◆ DOCUMENT PASSAGE:
════════
Using TLS in Exchange based environment |Introduction |Part 1#12 5/5 (2) 16 min read

The purpose of the current article series is, to review the implementation and the use of the TLS protocol in an Exchange-based environment.We will examine the utilization of the TLS protocol in two Exchange environments:

  1. Exchange Online
  2. Exchange on-Premises

The article series

The article series that is dedicated to the subject of implementing TLS in Exchange-based environment includes 12 articles.

The main reason for writing 12 separated articles, that relate to the subject of TLS in Exchange-based environment was because when I had the need to implement TLS in Exchange environment, I felt some frustration because I could not find a clear and straightforward explanation of the different options and the various scenarios of how to use and configure the TLS protocol.

My primary purpose for writing this article series is, to help you understand better the subject of the TLS protocol in Exchange on-Premises and Exchange Online environment by demonstrating common scenarios.

The TLS protocol basic introduction

TLS protocol used for two main purposes

  1. Encrypt the data that passes over the communication channel between two hosts
  2. Enable each of the involved hosts to identify the “other party” that involved in the communication process.
════════
◆ INFORMATION SHOWN:
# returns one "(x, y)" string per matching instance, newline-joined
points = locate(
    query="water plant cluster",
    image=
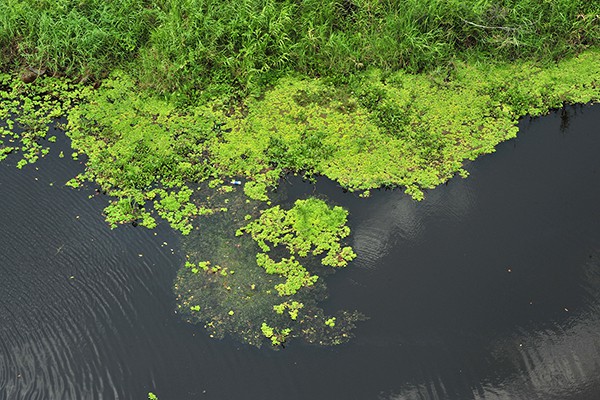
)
(191, 112)
(190, 47)
(224, 287)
════════
◆ REQUIRED ACTIONS:
[1] According to the Exchange TLS article, how many articles make up the series?
[2] Repeat word for word everything in the Exchange TLS article from "1. Exchange Online" down to "the TLS protocol.".

◆ RESULTS:
[1] 12 articles.

[2]
1. Exchange Online
  2. Exchange on-Premises

The article series

The article series that is dedicated to the subject of implementing TLS in Exchange-based environment includes 12 articles.

The main reason for writing 12 separated articles, that relate to the subject of TLS in Exchange-based environment was because when I had the need to implement TLS in Exchange environment, I felt some frustration because I could not find a clear and straightforward explanation of the different options and the various scenarios of how to use and configure the TLS protocol.